§ **Picture annotation records**:
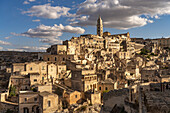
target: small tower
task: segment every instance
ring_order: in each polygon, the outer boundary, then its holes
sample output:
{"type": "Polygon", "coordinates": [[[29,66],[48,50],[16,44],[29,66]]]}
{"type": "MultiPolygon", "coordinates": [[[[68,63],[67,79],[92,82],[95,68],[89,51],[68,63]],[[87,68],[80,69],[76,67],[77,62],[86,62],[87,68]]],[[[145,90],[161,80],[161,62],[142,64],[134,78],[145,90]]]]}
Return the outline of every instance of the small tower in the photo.
{"type": "Polygon", "coordinates": [[[97,20],[97,35],[103,36],[103,23],[102,23],[102,19],[100,16],[97,20]]]}

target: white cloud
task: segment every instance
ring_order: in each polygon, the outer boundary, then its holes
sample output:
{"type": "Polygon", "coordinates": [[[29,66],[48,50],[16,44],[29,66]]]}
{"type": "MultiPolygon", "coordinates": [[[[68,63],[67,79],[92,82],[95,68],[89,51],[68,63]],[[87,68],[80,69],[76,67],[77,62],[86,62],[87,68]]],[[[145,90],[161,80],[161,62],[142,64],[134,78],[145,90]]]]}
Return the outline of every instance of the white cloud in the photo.
{"type": "Polygon", "coordinates": [[[21,47],[19,49],[24,50],[24,51],[45,51],[47,48],[46,47],[24,46],[24,47],[21,47]]]}
{"type": "Polygon", "coordinates": [[[71,16],[68,12],[70,8],[51,6],[51,4],[35,5],[32,6],[28,11],[23,11],[23,14],[28,14],[28,16],[36,16],[48,19],[57,19],[61,16],[71,16]]]}
{"type": "Polygon", "coordinates": [[[0,45],[11,45],[11,43],[0,40],[0,45]]]}
{"type": "Polygon", "coordinates": [[[28,0],[29,2],[35,2],[35,0],[28,0]]]}
{"type": "Polygon", "coordinates": [[[28,1],[24,1],[23,4],[30,4],[28,1]]]}
{"type": "Polygon", "coordinates": [[[23,49],[7,49],[7,51],[24,51],[23,49]]]}
{"type": "Polygon", "coordinates": [[[0,46],[0,50],[2,51],[2,50],[3,50],[3,47],[0,46]]]}
{"type": "Polygon", "coordinates": [[[11,38],[11,36],[7,36],[7,37],[4,37],[5,39],[9,39],[9,38],[11,38]]]}
{"type": "MultiPolygon", "coordinates": [[[[129,29],[153,23],[152,17],[170,14],[169,0],[86,0],[79,5],[73,25],[96,25],[101,15],[104,27],[129,29]],[[86,19],[80,19],[87,16],[86,19]]],[[[71,19],[70,19],[71,20],[71,19]]]]}
{"type": "Polygon", "coordinates": [[[26,0],[26,1],[23,2],[23,4],[30,4],[30,2],[35,2],[35,1],[36,0],[28,0],[28,1],[26,0]]]}
{"type": "Polygon", "coordinates": [[[83,28],[72,27],[70,25],[63,26],[62,24],[60,25],[54,24],[54,26],[39,25],[35,29],[29,29],[28,31],[21,34],[16,33],[11,34],[15,36],[39,38],[40,42],[56,44],[62,43],[62,40],[59,38],[59,36],[62,36],[63,32],[83,34],[85,30],[83,28]]]}
{"type": "Polygon", "coordinates": [[[40,22],[40,19],[32,20],[33,22],[40,22]]]}

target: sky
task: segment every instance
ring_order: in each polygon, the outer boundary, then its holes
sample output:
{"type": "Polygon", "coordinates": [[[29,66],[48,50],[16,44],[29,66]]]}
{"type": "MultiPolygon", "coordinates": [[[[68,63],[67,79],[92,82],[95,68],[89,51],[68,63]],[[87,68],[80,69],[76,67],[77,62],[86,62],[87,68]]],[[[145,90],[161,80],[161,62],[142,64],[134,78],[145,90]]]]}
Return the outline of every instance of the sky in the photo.
{"type": "Polygon", "coordinates": [[[73,36],[104,31],[170,37],[170,0],[0,0],[0,50],[45,51],[73,36]]]}

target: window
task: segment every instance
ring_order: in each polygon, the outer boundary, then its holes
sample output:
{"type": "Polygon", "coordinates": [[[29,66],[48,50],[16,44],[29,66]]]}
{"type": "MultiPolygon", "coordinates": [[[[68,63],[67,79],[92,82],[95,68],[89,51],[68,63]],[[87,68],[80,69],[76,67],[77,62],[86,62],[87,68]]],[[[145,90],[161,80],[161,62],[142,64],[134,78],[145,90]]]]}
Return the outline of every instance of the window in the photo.
{"type": "Polygon", "coordinates": [[[45,70],[44,66],[42,66],[42,70],[45,70]]]}
{"type": "Polygon", "coordinates": [[[37,98],[34,98],[34,101],[37,101],[37,98]]]}
{"type": "Polygon", "coordinates": [[[50,107],[51,106],[51,102],[50,101],[48,101],[48,107],[50,107]]]}

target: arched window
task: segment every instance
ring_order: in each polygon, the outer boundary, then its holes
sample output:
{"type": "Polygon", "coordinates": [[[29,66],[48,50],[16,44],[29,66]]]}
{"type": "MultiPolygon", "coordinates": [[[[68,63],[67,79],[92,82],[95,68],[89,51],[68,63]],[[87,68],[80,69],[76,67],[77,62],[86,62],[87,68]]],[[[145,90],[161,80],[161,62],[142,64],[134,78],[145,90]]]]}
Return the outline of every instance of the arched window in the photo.
{"type": "Polygon", "coordinates": [[[29,113],[29,109],[27,107],[24,107],[23,113],[29,113]]]}

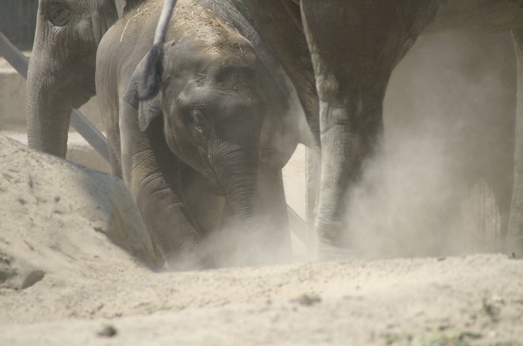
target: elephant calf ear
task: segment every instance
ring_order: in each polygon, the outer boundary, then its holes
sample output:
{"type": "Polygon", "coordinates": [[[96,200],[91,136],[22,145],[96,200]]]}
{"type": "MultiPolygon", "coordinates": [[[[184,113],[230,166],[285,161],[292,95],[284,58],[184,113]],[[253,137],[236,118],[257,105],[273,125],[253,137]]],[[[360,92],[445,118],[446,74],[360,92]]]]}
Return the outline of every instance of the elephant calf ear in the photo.
{"type": "Polygon", "coordinates": [[[149,100],[140,100],[139,97],[142,81],[143,80],[143,60],[138,64],[129,81],[123,100],[138,112],[138,126],[142,132],[147,130],[151,122],[160,115],[161,93],[156,93],[149,100]]]}

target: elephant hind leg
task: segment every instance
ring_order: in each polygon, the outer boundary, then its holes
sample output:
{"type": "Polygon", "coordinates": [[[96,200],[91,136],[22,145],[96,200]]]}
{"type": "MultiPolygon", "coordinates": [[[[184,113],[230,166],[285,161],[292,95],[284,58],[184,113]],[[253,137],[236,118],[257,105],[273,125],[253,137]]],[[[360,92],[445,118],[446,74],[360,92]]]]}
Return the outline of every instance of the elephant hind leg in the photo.
{"type": "Polygon", "coordinates": [[[518,73],[514,183],[507,233],[506,249],[523,256],[523,28],[513,30],[518,73]]]}
{"type": "Polygon", "coordinates": [[[382,144],[383,101],[390,74],[440,2],[301,1],[320,101],[320,259],[344,255],[340,247],[346,198],[361,181],[364,163],[382,144]]]}

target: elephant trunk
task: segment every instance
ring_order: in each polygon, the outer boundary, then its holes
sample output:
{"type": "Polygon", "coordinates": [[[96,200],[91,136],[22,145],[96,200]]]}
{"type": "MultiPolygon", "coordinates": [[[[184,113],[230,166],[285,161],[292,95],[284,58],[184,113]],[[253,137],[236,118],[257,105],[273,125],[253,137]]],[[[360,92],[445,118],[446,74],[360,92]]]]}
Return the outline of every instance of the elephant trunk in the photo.
{"type": "Polygon", "coordinates": [[[42,71],[39,60],[37,57],[31,59],[27,75],[28,144],[31,148],[64,158],[72,92],[66,83],[60,85],[55,78],[49,77],[52,74],[42,71]]]}
{"type": "Polygon", "coordinates": [[[238,258],[242,264],[261,262],[263,245],[259,193],[258,188],[257,146],[228,144],[217,160],[218,180],[242,230],[238,258]]]}

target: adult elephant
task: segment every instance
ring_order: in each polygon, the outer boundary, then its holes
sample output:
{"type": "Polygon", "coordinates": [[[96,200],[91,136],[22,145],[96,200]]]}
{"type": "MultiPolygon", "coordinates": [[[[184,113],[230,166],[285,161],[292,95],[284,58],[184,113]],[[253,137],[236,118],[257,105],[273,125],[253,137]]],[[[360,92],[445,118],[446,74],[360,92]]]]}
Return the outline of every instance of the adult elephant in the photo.
{"type": "MultiPolygon", "coordinates": [[[[167,0],[166,13],[175,0],[167,0]]],[[[345,255],[347,196],[382,149],[391,73],[420,34],[513,30],[518,59],[515,168],[506,248],[523,255],[523,7],[516,0],[245,0],[292,80],[321,147],[321,258],[345,255]]],[[[162,22],[160,22],[161,27],[162,22]]],[[[158,35],[161,39],[161,35],[158,35]]],[[[161,41],[161,40],[160,40],[161,41]]],[[[157,42],[160,42],[157,41],[157,42]]],[[[152,52],[155,51],[153,47],[152,52]]],[[[154,89],[154,88],[152,88],[154,89]]],[[[368,188],[372,188],[371,185],[368,188]]],[[[380,212],[379,211],[376,211],[380,212]]]]}
{"type": "Polygon", "coordinates": [[[27,75],[29,147],[65,157],[73,109],[96,93],[96,50],[109,28],[143,0],[39,0],[27,75]]]}

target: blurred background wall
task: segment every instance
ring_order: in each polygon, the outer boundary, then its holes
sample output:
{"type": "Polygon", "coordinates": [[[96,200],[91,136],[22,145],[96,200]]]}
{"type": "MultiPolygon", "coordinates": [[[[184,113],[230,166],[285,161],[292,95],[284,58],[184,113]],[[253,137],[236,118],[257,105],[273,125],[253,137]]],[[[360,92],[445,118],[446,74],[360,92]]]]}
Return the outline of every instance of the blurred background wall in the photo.
{"type": "Polygon", "coordinates": [[[32,48],[38,0],[0,0],[0,31],[20,50],[32,48]]]}

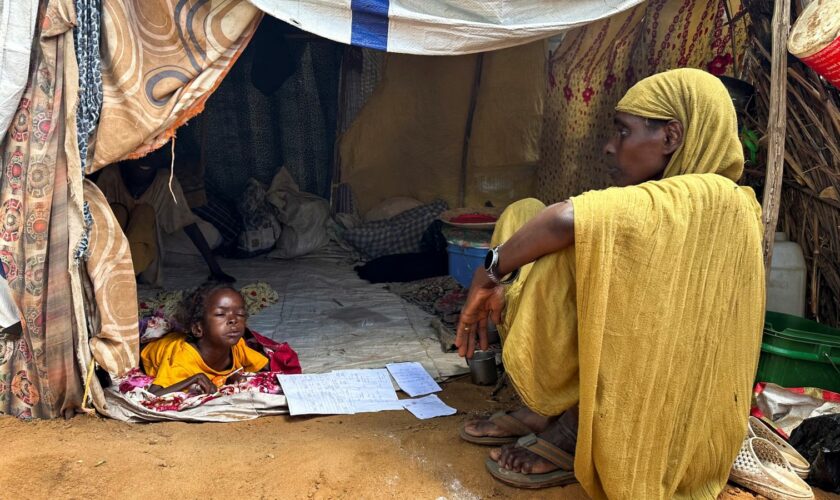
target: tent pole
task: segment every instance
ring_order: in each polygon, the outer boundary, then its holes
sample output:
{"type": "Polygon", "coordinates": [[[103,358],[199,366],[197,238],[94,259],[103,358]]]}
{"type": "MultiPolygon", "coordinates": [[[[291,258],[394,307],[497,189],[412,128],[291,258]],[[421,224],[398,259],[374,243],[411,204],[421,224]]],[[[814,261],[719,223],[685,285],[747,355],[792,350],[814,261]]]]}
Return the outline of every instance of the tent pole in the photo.
{"type": "Polygon", "coordinates": [[[461,150],[461,175],[458,179],[458,207],[463,207],[467,199],[467,161],[470,154],[470,137],[472,136],[472,121],[475,115],[475,104],[478,101],[478,89],[481,87],[481,70],[484,66],[484,53],[479,52],[475,58],[475,73],[470,92],[470,107],[467,110],[467,125],[464,130],[464,146],[461,150]]]}
{"type": "Polygon", "coordinates": [[[767,177],[764,182],[762,222],[764,222],[764,267],[770,272],[782,175],[785,166],[785,126],[787,123],[787,39],[790,32],[790,0],[778,0],[773,10],[773,48],[770,60],[770,113],[767,120],[767,177]]]}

§ **WRITTEN EXERCISE**: Find each line of the data that contains the string "calf", and copy every such line.

§ **REPLY TO THE EXERCISE**:
target: elephant calf ear
Return the outline of every instance of the elephant calf ear in the photo.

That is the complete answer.